* STATED TASK *
Rewrite the rows in the stretch from the line containing "Could you tag the oven" through the end of the rows, replacing "kitchen sink" with "bathroom sink" and leaving everything else unchanged.

-- Start of RECORDS PROVIDED --

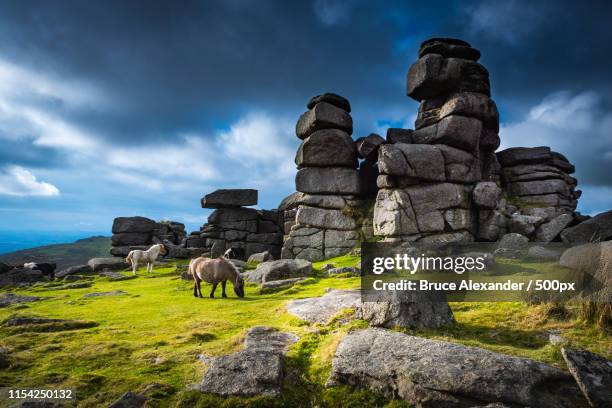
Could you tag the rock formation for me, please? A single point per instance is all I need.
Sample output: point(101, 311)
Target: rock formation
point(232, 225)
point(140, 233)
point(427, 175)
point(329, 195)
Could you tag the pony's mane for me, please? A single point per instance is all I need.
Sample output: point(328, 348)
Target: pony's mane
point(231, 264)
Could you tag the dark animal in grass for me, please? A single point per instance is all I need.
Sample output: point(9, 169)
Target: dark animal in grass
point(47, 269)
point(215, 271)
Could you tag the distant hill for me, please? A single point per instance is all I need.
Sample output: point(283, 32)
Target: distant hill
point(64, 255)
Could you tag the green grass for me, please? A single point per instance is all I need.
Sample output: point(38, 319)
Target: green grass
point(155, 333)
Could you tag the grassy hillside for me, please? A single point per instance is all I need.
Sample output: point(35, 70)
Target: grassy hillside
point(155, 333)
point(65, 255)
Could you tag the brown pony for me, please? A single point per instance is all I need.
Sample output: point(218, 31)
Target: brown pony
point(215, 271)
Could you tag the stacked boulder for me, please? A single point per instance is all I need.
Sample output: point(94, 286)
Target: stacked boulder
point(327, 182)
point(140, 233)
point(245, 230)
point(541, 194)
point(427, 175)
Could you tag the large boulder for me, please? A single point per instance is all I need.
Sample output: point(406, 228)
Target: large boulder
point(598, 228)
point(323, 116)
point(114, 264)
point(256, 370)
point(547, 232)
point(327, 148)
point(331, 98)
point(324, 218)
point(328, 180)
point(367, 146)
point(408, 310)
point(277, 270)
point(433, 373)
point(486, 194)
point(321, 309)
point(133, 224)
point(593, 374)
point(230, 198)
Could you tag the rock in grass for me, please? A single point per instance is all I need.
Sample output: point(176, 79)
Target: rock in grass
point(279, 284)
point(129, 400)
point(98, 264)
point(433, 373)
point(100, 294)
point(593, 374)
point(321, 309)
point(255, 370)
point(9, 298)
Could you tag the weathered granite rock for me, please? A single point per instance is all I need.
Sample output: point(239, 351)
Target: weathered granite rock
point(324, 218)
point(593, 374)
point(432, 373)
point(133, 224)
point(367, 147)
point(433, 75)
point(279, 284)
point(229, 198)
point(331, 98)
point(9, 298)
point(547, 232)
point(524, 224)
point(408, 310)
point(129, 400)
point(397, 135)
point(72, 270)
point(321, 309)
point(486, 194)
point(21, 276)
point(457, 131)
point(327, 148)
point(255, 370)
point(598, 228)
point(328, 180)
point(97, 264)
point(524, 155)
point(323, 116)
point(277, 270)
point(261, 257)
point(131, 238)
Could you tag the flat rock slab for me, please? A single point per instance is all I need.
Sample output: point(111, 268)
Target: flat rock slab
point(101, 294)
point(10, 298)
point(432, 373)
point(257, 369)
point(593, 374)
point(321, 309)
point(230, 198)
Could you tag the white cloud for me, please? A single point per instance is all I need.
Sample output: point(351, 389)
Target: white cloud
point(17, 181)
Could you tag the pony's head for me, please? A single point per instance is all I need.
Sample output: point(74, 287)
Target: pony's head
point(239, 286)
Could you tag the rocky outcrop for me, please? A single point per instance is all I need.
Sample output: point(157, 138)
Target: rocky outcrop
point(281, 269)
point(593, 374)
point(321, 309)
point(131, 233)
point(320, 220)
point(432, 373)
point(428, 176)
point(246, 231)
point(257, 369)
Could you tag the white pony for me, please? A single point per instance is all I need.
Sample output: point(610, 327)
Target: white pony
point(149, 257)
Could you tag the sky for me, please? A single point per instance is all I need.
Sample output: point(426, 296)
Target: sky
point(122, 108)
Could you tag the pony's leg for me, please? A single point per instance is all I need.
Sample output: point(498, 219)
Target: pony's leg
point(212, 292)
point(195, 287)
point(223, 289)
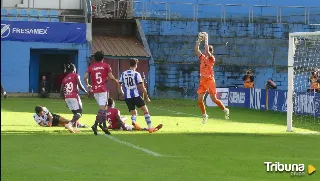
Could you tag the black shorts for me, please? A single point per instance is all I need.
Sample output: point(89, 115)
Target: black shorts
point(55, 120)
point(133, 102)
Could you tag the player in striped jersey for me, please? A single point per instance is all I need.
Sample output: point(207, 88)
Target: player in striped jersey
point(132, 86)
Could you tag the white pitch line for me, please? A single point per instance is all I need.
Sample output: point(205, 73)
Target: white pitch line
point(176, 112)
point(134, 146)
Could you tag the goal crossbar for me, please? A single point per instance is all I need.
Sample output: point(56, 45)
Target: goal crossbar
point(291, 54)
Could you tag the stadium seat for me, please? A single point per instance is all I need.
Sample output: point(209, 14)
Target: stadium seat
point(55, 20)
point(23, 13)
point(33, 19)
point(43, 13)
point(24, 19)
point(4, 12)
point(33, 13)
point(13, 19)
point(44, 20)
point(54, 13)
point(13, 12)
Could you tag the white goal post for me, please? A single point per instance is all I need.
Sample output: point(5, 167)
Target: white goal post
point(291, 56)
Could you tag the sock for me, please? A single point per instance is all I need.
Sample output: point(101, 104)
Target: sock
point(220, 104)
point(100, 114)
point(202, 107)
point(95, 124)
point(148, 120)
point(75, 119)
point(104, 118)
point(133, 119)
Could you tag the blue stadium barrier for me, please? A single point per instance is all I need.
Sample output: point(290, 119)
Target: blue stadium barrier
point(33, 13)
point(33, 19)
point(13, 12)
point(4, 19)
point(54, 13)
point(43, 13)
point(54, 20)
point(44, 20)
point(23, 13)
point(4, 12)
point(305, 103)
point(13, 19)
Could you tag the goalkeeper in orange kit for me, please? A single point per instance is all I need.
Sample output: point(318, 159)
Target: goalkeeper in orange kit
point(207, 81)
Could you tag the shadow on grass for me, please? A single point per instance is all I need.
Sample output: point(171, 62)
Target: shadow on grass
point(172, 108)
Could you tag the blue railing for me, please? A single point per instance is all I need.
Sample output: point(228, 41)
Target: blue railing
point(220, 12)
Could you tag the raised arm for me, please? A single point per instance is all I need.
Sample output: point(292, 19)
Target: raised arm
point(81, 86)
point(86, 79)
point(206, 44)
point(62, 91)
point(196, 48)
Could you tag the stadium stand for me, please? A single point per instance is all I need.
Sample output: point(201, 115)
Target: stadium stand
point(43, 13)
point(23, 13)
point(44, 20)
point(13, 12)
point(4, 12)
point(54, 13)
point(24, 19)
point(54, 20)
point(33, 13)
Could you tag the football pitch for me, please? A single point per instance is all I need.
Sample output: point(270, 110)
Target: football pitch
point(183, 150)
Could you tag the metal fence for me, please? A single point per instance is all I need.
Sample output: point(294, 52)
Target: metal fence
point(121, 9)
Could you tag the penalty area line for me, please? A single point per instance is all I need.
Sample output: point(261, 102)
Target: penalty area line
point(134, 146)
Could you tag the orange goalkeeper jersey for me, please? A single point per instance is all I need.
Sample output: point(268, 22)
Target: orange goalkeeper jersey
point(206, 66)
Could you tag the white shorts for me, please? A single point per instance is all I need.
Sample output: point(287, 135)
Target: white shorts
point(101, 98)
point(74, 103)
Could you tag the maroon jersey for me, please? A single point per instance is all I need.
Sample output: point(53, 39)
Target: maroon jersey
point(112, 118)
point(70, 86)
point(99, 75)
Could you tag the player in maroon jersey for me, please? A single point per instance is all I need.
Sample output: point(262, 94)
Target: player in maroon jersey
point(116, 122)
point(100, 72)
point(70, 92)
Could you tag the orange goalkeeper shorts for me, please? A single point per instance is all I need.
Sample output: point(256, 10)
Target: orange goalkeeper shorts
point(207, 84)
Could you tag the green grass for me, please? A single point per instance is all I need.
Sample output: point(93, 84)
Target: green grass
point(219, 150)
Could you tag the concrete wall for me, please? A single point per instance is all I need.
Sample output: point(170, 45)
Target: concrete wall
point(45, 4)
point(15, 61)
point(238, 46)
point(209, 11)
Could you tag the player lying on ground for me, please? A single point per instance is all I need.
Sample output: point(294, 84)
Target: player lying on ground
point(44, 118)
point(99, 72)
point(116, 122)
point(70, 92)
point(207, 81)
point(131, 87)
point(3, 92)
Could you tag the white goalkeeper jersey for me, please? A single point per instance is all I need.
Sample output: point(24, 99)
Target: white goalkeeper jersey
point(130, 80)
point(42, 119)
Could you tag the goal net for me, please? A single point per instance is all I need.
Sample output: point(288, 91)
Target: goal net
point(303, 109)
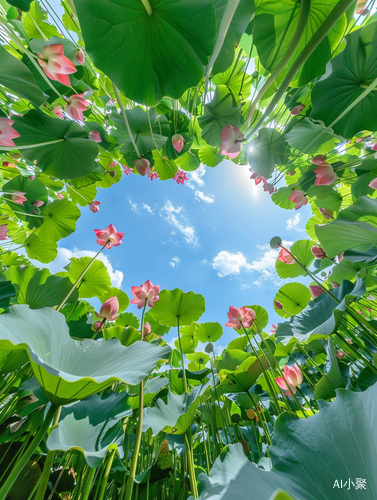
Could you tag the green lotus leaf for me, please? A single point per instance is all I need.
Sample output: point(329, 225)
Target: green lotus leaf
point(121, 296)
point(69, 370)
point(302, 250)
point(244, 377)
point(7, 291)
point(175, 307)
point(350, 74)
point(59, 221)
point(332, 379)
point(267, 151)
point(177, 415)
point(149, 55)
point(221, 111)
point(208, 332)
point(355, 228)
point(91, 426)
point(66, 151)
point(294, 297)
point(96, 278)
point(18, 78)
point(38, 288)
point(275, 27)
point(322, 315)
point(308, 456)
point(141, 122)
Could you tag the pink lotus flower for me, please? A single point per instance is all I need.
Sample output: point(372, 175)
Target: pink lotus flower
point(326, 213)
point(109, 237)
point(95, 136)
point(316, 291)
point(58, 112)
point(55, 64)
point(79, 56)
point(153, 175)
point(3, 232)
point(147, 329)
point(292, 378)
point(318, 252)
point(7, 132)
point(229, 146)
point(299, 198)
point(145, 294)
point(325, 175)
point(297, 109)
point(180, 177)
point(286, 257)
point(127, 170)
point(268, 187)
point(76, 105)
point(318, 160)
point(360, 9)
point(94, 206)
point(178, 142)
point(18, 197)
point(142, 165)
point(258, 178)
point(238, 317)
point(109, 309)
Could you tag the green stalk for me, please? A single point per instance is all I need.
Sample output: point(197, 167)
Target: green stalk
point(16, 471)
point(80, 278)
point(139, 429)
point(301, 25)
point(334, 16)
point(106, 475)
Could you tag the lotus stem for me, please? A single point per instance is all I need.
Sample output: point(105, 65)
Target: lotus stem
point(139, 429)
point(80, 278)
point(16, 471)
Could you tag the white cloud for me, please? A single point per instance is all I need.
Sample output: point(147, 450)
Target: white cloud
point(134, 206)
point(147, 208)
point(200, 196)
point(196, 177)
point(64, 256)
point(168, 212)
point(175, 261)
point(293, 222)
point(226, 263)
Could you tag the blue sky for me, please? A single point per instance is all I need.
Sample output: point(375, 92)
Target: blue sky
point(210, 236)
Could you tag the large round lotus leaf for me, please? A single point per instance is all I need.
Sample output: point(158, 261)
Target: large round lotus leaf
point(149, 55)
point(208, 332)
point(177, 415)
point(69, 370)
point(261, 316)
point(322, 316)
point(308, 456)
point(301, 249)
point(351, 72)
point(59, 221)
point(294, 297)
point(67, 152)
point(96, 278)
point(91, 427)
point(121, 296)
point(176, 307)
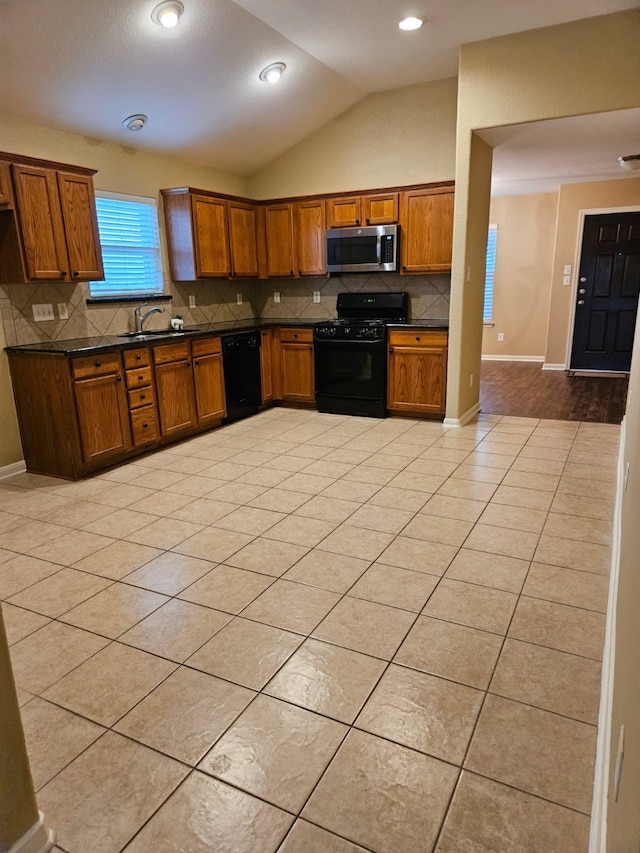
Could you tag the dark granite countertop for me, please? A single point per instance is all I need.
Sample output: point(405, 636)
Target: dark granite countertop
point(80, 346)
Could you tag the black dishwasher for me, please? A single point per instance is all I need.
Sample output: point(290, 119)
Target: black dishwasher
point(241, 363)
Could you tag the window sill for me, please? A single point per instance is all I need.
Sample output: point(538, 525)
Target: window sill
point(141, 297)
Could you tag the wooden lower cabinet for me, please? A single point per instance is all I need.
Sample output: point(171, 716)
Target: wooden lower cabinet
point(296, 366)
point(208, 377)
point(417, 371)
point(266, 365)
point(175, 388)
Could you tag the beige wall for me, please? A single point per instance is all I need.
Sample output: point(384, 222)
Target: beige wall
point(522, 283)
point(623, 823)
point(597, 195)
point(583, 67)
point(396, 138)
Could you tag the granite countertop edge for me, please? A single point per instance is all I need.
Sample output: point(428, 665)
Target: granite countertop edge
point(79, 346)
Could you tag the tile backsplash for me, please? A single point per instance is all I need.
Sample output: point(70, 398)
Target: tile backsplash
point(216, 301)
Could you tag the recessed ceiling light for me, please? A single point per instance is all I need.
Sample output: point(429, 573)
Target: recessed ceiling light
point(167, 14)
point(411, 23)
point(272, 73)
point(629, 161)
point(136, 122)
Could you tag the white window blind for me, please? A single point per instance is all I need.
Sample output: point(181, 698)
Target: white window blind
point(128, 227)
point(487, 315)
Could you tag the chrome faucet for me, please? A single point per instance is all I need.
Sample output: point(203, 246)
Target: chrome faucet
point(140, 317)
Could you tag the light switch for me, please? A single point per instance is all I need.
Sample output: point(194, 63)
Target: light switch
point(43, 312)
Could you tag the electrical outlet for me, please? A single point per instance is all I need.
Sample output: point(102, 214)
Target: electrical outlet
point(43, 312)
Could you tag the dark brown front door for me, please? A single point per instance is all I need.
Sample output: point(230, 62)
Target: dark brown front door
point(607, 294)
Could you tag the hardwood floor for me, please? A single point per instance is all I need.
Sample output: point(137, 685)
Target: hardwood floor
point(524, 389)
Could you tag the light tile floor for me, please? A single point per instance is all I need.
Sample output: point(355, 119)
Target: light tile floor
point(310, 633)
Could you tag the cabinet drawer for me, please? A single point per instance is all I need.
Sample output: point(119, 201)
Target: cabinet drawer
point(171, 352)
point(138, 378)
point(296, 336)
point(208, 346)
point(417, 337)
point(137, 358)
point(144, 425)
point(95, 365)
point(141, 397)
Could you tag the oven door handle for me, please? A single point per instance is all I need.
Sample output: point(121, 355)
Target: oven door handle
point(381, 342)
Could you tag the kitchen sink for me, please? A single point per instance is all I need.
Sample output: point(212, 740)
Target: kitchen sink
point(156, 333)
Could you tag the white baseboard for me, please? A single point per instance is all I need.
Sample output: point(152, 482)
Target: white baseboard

-- End of RECORDS PROVIDED --

* RESULT *
Could you tag the oven door handle for me, please? A single point per instance is all I need.
Sample output: point(121, 355)
Target: oven door handle
point(381, 342)
Could you tag the bathroom sink for me, please? A single point per instance is all I need.
Sample output: point(212, 740)
Target: bathroom sink
point(156, 333)
Could you tag the white baseboard for me, please? A single point per instance is all I need.
Sample output: point(152, 482)
Target: white baseboard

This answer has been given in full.